___ Source text
Cochran-Siegle’s feat marks a new chapter in the story of the Skiing Cochrans, Vermont’s First Family of Skiing. Six members of the Cochran family have skied in the Olympics. Mickey and Ginny Cochran opened Cochran’s Ski Area in 1961 in their backyard in Richmond, Vermont. The beloved ski area is now a nonprofit where generations of Vermonters have learned to ski.


Barbara Ann Cochran, 71, watched her son’s silver medal run streaming on her computer at her home in Starksboro. In the hours that followed, the publicity-shy mother and grandmother has appeared alongside her son on the Today Show, among numerous other media. Ryan, 29, is one of Barbara Ann’s two children, and she has two grandchildren by her daughter Cate, one of whom jumped into her lap during her Today Show interview.


Since retiring from ski racing at the age of 23, Barbara Ann Cochran has pursued a diverse career. She wrote ski columns for the Washington Post, has been a performance coach, and has run the ski school at Cochran’s for the past 40 years. She recently announced that this would be her last season directing the ski school.
______
_Written instruction 1:_ According to the passage about the Cochran family, how long has Barbara Ann Cochran run the ski school at Cochran's?
_Written instruction 2:_ What facts does the passage about the Cochran family offer in support of calling the Cochrans Vermont's First Family of Skiing? Answer in one to three sentences.
_Written instruction 3:_ Carry on with the passage about the Cochran family from its final sentence.
The items that follow come from a separate source and have no connection to the passage about the Cochran family.
___ Information given
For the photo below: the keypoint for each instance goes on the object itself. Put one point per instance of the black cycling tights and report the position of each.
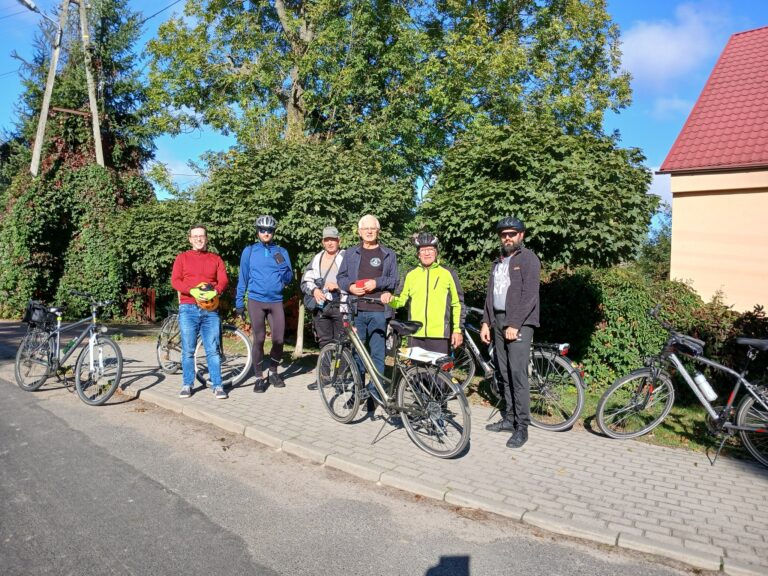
(259, 313)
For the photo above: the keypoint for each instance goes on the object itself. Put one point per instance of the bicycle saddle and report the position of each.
(405, 328)
(760, 344)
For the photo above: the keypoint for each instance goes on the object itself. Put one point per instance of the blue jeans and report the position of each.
(193, 321)
(372, 330)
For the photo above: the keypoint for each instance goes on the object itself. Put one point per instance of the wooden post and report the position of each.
(91, 86)
(37, 149)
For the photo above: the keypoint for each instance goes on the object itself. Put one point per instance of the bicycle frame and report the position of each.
(673, 359)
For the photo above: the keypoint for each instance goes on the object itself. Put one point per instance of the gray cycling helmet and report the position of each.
(266, 222)
(426, 239)
(510, 223)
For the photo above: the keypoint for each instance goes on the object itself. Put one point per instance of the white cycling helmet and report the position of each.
(267, 222)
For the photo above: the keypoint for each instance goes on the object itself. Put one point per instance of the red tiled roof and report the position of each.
(728, 126)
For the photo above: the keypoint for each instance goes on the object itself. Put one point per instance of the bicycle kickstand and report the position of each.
(717, 453)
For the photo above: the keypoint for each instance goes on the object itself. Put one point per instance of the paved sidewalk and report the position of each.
(629, 494)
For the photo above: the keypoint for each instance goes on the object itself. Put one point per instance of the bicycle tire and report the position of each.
(168, 348)
(750, 413)
(464, 367)
(235, 353)
(339, 383)
(557, 393)
(33, 360)
(434, 411)
(635, 399)
(96, 386)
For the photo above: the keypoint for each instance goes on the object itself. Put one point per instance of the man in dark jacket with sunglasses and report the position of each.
(510, 315)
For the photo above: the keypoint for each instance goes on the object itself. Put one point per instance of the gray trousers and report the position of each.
(512, 361)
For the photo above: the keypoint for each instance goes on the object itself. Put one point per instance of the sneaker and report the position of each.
(519, 438)
(503, 425)
(276, 380)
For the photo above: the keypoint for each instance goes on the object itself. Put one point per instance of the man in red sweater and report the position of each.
(198, 316)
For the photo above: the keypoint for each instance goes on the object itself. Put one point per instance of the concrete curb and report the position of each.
(694, 558)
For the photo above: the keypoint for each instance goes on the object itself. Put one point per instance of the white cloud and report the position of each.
(657, 52)
(668, 108)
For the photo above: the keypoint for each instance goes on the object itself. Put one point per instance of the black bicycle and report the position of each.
(557, 386)
(99, 364)
(637, 403)
(433, 409)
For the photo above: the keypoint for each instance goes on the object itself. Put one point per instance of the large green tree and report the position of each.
(54, 228)
(402, 76)
(582, 197)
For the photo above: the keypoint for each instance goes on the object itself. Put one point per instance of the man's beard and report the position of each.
(511, 248)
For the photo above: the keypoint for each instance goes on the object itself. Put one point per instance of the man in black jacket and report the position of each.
(512, 311)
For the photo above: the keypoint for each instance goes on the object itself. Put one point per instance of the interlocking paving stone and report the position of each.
(649, 497)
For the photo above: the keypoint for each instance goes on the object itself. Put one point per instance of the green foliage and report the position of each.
(306, 187)
(582, 198)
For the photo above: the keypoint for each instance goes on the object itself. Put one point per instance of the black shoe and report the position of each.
(519, 438)
(503, 425)
(276, 380)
______
_Expected output 1:_ For the past 40 years.

_Expected output 2:_ Six members of the Cochran family have skied in the Olympics. Mickey and Ginny Cochran also opened Cochran's Ski Area in their Richmond, Vermont, backyard in 1961, and it is now a nonprofit where generations of Vermonters have learned to ski.

_Expected output 3:_
Cochran says that her father Mickey espoused a philosophy of skiing that he called the Cochran Way. “He was hoping that we would experience skiing as just a heck of a lot of fun. Those were his words. But he also wanted us to learn some life lessons. He wanted us to realize that in order to do well [and] get better at something, you really had to work hard at it and put effort into it. And he felt that it took not only the hard work, but paying attention to details …to get yourself better.”


Mickey Cochran urged his children to not just focus on results, says his daughter. “It was about putting your best effort into it and seeing yourself getting better and better [in] what you were doing.”


On an icy slope in China, Cochran-Siegle demonstrated that the Cochran Way lives on in a new generation. “Regardless of where I finished today I wanted to be proud of my skiing,” the newly minted Olympic silver medalist told NBC. “Even before I saw my time I was like, ‘That was as good as I could have done.’”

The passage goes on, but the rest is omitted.